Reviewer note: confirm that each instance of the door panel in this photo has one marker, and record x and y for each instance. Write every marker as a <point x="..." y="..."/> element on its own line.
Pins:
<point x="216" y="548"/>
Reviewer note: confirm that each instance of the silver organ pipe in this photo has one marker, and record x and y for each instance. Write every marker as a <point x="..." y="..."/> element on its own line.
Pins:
::::
■ Exercise instructions:
Where the line containing "Reviewer note: confirm that each instance of the silver" appears, start copying, and go on exactly through the last line of the data.

■ Solution to the exercise:
Reviewer note: confirm that each instance of the silver organ pipe in this photo has one marker, and record x and y for each instance. Write every marker as a <point x="..." y="..."/> element on its own line.
Pins:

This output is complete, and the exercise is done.